Tarih 12 EYLÜL 1980...

Tarih 12 EYLÜL 1980...
  • 12.09.2022 14:40

Tarih 12 EYLÜL 1980...

Tarih 12 Eylül 1980...

TSK yayımladığı bildiri ile yönetime el koydu. Adına “DARBE” yerine El Koyma demişlerdi.

12 Eylül Askeri Darbesi'nin bilançosu şöyleydi; 

    •    650 bin kişi gözaltına alındı
    •    1 milyon 683 bin kişi 'fiş'lendi.
    •    230 bin kişi yargılandı.
    •    7 bin kişi idam istemiyle yargılandı.
    •    517 kişiye idam cezası verildi.
    •    49 kişi idam edildi.
    •    388 bin kişiye pasaport verilmedi.
    •    14 bin kişi vatandaşlıktan çıkarıldı.
    •    30 bin kişi siyasi mülteci olarak yurtdışına gitti.
    •    300 kişi 'kuşkulu bir şekilde' öldü.
    •    171 kişinin 'işkenceden öldüğü belgelerle kanıtlandı.
    •    14 kişi cezaevindeki uygulamaları protesto etmek için yaptıkları 'açlık grevi' sonucu yaşamını yitirdi.
    •    30 bin kişi sakıncalı olduğu için işten atıldı.
    •    3 bin 854 öğretmenin ve 120 öğretim görevlisinin işine son verildi.

#####

- Görev A:
Aşağıdaki ifadelerin 12 Eylül darbesiyle ilgili metinle uyuşup uyuşmadığını belirtin. Her biri için evet ya da hayır deyin ve kararı belirleyen sözleri metinden aynen alıntılayın.
(i) Darbe döneminde 49 kişi idam edildi.
(ii) 14 bin kişiye pasaport verilmedi.
(iii) TSK, yönetime el koymasını "darbe" olarak adlandırdı.

#####

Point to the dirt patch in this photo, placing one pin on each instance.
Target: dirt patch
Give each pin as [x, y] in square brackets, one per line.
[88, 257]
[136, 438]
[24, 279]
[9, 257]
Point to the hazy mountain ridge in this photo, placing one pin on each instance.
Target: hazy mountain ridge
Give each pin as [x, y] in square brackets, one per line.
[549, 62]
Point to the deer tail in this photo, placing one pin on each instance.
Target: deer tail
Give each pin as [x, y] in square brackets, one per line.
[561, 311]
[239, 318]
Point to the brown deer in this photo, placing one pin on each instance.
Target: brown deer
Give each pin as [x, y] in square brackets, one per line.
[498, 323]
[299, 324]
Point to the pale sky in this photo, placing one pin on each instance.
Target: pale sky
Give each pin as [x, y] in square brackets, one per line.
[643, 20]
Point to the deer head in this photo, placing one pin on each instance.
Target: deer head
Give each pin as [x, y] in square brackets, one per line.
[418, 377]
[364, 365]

#####

- Görev B: Kayıtlarda "Point to the deer head" ifadesini içeren satırdan kayıtların sonuna kadar uzanan satırları yeniden yazın. Bu satırlarda "deer head" yerine "animal head" koyun, geri kalan her şeyi değiştirmeyin.

- Alıştırma Çıktısı A:
(i) Evet: "49 kişi idam edildi."
(ii) Hayır: "388 bin kişiye pasaport verilmedi."
(iii) Hayır: "Adına “DARBE” yerine El Koyma demişlerdi."

- Alıştırma Çıktısı B:
Point to the animal head in this photo, placing one pin on each instance.
Target: animal head
Give each pin as [x, y] in square brackets, one per line.
[418, 377]
[364, 365]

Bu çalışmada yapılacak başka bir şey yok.